**BRIEF 1:** Arrange the records as a Markdown table with the columns "No." and "Entry", one row per line and no blank lines. Begin at the line that contains "If any metal railing" and stop after the line that contains "908, 833, 925, 890".

**EXTRACT TO READ:**
---

Shared with permission: From Dave Finley, N1IRZ, net control, Socorro Chile Harvest Triathlon 2018, Aug. 3-4:

Thank you all for your support of this weekend’s Triathlons. We had another highly successful event, with excellent participation in both the Youth and the Adult races. I received thanks from many of the participants, and I presume some of you did, too. As has always been the case in the 23 years of Socorro’s triathlon, our amateur-radio support is greatly appreciated by both the participants and the organizers.

Stacy Timmons, this year’s race director, was performing that role for the first time. At the end of the race, she told me, “I don’t know how anyone could do this job without you guys.” The USA Triathlon official working this race told her at the end that “you guys did a great job.” He was very enthusiastic about how well-run the Socorro event was, and that is high praise from someone who has officiated countless triathlons over many years. I consider the situational awareness that we provide to the race director to be a valuable part of keeping things on track during the race.

---

**SOURCE DATA:**
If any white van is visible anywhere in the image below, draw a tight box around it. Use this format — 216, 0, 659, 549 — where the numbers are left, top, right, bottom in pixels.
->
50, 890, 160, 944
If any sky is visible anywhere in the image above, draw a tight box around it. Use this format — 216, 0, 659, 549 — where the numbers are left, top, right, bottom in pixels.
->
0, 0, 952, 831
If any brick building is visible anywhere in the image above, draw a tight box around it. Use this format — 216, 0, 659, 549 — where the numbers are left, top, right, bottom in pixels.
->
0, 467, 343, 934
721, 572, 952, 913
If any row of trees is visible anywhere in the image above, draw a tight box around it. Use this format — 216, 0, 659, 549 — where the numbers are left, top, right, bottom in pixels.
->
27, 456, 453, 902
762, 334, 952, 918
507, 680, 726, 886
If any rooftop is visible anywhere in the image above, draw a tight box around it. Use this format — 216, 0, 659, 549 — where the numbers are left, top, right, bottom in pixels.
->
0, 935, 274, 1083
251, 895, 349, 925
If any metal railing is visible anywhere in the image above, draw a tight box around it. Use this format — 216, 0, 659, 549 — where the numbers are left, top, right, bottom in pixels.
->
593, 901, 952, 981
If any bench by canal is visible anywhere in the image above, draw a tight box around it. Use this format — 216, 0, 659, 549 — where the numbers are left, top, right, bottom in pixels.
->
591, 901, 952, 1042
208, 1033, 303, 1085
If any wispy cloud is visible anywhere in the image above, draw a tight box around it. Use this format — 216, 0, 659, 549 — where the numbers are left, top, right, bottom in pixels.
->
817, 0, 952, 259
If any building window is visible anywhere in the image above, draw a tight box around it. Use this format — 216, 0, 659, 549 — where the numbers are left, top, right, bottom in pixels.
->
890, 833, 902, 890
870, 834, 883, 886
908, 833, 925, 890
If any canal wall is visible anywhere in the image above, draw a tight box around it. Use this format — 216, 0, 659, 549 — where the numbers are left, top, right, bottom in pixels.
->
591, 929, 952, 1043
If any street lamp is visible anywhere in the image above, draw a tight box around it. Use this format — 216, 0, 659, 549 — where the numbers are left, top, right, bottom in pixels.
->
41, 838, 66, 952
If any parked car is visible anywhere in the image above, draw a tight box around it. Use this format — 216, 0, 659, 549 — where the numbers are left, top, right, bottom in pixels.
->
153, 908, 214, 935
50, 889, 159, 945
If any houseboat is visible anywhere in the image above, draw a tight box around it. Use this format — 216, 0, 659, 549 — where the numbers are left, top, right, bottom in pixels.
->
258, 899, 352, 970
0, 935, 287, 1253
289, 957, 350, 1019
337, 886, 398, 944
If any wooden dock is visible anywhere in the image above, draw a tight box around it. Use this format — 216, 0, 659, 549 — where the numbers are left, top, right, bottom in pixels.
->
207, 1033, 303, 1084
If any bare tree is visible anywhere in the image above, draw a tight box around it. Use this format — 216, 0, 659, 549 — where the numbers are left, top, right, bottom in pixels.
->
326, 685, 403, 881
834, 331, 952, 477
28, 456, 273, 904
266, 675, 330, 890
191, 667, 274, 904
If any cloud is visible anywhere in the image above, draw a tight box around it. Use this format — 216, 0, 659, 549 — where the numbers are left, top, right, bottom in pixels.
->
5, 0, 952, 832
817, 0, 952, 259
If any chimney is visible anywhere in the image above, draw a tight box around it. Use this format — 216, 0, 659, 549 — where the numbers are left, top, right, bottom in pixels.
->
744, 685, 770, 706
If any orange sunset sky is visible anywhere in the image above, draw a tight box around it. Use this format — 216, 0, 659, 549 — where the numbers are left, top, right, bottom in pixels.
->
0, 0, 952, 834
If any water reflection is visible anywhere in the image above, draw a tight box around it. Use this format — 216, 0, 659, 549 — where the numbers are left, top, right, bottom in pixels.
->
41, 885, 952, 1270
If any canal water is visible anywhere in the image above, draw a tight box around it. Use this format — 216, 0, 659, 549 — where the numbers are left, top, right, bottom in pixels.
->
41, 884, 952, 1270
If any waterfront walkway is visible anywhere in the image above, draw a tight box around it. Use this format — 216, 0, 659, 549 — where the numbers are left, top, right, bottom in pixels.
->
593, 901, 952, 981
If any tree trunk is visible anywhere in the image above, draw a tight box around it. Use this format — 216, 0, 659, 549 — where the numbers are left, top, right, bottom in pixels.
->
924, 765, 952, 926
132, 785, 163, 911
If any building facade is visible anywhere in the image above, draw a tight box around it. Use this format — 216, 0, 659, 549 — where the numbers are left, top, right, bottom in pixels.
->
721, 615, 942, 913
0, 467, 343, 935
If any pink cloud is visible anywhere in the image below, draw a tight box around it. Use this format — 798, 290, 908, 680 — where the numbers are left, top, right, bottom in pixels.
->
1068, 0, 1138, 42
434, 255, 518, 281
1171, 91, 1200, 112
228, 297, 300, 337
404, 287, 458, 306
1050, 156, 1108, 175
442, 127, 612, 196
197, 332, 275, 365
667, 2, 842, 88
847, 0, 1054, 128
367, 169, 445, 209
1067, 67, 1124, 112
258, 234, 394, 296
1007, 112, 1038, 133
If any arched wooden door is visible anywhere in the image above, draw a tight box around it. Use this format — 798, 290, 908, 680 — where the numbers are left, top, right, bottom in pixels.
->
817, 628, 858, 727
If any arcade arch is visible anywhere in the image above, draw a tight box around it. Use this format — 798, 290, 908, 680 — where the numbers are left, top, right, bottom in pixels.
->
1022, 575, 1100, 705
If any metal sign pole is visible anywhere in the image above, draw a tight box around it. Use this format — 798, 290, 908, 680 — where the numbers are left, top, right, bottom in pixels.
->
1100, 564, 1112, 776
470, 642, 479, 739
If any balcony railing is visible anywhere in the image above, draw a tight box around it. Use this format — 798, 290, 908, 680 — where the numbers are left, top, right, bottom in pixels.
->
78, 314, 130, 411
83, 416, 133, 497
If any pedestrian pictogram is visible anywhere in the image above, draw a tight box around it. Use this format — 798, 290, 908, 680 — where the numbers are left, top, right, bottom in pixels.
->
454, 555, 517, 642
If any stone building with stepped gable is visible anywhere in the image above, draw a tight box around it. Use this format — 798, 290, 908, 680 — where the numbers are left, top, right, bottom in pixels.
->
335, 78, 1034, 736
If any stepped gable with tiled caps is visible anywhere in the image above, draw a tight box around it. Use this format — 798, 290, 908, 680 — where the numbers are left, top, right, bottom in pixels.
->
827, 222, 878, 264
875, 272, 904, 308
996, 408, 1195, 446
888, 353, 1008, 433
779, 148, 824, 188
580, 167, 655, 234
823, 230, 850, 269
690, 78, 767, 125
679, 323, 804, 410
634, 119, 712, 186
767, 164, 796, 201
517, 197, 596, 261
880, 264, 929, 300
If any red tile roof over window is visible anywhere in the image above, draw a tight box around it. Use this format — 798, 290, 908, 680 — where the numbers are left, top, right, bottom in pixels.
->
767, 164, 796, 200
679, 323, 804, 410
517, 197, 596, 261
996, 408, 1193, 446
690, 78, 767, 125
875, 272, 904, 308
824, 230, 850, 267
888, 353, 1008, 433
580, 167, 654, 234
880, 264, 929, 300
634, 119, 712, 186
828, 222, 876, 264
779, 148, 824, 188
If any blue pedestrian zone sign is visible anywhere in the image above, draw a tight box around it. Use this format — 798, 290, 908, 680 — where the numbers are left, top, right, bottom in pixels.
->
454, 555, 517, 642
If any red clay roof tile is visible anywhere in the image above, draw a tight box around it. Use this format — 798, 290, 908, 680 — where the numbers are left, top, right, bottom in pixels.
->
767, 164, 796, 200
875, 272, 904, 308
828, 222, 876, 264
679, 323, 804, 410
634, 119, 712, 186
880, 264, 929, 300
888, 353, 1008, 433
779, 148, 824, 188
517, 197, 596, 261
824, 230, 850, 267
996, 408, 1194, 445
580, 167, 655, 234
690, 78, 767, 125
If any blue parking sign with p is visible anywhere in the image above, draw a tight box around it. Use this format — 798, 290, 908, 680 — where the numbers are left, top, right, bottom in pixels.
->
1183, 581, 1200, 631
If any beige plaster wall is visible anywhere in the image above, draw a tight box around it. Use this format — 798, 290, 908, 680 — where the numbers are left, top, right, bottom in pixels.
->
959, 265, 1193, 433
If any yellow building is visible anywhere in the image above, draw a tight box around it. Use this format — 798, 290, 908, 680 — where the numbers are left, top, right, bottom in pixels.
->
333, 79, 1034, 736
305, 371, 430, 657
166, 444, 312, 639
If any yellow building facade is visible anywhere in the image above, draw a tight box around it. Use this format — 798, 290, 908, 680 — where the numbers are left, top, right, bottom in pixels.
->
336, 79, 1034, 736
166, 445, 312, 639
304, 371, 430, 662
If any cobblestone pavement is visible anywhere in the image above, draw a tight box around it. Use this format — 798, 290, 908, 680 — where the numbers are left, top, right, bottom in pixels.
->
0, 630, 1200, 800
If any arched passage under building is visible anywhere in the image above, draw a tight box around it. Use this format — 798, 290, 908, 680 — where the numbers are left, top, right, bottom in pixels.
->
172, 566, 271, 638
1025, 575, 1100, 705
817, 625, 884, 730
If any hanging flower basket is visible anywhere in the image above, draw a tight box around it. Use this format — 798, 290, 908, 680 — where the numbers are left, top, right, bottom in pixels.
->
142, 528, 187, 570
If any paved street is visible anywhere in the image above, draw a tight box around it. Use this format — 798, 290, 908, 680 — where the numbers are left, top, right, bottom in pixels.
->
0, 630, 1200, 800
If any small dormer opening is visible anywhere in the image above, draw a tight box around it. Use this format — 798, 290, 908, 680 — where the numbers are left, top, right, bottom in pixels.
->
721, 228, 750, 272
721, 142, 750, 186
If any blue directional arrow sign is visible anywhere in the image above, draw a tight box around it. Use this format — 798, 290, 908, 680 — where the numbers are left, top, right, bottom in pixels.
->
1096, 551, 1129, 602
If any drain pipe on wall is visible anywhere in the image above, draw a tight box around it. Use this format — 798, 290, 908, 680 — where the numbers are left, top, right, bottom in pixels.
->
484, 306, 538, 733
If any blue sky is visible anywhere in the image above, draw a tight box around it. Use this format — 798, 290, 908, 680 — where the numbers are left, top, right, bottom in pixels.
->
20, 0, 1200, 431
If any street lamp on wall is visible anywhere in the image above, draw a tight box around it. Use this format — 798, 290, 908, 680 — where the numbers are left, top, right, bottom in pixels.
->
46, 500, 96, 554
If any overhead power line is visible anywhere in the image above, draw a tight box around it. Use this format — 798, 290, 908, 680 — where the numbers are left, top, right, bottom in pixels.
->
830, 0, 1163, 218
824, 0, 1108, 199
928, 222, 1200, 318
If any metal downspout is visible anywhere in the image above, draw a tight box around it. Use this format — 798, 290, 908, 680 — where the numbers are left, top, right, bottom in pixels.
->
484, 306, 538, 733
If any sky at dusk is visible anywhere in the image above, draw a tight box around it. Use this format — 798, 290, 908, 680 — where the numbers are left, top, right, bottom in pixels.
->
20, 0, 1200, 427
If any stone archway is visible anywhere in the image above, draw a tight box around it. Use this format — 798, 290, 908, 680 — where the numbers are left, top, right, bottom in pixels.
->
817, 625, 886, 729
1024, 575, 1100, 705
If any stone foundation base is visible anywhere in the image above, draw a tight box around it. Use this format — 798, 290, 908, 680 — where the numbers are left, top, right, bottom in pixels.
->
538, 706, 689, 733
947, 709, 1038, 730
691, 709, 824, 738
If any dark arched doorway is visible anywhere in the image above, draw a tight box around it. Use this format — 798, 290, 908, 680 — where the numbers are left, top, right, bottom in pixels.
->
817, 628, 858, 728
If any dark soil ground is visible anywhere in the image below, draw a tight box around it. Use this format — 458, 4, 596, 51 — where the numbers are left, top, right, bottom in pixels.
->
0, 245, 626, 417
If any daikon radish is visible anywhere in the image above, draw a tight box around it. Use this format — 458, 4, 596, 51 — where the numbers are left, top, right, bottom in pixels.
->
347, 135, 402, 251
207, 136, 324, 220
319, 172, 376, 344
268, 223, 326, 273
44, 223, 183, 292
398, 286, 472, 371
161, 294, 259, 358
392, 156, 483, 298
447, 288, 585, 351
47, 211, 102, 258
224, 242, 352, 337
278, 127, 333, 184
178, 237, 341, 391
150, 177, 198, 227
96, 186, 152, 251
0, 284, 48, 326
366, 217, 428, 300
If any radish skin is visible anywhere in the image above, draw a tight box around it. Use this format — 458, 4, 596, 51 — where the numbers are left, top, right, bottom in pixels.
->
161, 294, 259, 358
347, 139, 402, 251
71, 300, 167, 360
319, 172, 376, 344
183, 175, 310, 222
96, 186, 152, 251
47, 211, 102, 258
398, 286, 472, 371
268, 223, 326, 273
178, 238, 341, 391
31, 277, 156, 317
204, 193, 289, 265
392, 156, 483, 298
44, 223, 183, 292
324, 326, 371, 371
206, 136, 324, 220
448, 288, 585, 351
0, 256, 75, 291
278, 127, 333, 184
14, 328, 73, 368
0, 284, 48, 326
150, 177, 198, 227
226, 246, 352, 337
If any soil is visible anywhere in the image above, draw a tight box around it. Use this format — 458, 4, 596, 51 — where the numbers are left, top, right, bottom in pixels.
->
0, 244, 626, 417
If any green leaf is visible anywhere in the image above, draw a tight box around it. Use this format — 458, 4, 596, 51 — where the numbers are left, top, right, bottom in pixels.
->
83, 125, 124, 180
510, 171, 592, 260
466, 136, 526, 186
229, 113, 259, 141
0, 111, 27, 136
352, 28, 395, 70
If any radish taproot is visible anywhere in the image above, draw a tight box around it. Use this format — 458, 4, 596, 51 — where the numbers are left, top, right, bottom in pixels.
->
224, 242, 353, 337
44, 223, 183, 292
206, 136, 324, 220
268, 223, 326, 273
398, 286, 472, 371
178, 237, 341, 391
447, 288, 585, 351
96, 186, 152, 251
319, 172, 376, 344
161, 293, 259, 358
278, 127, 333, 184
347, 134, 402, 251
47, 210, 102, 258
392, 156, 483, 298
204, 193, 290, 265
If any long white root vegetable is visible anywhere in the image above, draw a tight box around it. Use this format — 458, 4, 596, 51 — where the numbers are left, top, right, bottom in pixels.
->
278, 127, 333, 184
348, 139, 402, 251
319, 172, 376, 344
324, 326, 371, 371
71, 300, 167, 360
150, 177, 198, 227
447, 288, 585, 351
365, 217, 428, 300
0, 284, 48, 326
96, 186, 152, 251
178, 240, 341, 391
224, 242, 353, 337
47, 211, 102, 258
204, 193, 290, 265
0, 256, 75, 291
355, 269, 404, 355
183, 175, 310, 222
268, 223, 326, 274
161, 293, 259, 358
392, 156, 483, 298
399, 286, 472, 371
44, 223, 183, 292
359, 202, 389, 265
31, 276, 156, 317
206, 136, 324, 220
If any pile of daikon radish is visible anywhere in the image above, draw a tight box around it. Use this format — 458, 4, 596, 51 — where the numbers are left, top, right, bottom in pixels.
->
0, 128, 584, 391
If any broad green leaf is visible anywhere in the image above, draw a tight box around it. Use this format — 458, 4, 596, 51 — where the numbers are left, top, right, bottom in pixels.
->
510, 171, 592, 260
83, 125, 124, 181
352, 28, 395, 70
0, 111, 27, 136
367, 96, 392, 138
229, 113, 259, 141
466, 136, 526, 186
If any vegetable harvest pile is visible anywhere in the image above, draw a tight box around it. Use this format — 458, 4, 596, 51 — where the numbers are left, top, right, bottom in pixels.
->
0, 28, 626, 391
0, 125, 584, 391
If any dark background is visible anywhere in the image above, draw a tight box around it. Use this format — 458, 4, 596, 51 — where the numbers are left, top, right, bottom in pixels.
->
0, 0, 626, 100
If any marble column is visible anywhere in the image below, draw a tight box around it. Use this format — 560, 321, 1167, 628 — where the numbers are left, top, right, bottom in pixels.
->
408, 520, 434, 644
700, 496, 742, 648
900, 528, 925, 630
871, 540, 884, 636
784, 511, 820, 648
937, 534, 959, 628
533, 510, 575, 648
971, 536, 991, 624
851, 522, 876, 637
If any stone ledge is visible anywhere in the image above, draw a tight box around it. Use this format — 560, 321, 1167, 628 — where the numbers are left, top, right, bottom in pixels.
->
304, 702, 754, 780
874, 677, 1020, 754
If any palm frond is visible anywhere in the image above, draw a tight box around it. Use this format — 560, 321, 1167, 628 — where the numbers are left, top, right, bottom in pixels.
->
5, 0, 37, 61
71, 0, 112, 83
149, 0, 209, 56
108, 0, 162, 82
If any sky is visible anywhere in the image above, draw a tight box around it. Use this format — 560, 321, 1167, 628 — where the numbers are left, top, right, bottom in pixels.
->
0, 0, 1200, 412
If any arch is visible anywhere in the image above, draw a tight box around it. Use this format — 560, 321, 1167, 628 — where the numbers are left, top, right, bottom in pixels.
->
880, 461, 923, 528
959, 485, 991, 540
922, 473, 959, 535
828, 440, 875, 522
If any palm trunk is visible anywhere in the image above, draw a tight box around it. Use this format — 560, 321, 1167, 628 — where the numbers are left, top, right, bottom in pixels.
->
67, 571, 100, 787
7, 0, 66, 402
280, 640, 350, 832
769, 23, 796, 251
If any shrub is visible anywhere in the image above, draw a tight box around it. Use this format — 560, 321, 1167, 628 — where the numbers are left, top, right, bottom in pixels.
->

---

**BRIEF 2:** According to the triathlon thank-you note, who was this year's race director?

**WORKED ANSWER 1:**
| No. | Entry |
|---|---|
| 1 | If any metal railing is visible anywhere in the image above, draw a tight box around it. Use this format — 216, 0, 659, 549 — where the numbers are left, top, right, bottom in pixels. |
| 2 | -> |
| 3 | 593, 901, 952, 981 |
| 4 | If any bench by canal is visible anywhere in the image above, draw a tight box around it. Use this format — 216, 0, 659, 549 — where the numbers are left, top, right, bottom in pixels. |
| 5 | -> |
| 6 | 591, 901, 952, 1042 |
| 7 | 208, 1033, 303, 1085 |
| 8 | If any wispy cloud is visible anywhere in the image above, draw a tight box around it. Use this format — 216, 0, 659, 549 — where the numbers are left, top, right, bottom in pixels. |
| 9 | -> |
| 10 | 817, 0, 952, 259 |
| 11 | If any building window is visible anywhere in the image above, draw a tight box around it. Use this format — 216, 0, 659, 549 — where the numbers are left, top, right, bottom in pixels. |
| 12 | -> |
| 13 | 890, 833, 902, 890 |
| 14 | 870, 834, 883, 886 |
| 15 | 908, 833, 925, 890 |

**WORKED ANSWER 2:** Stacy Timmons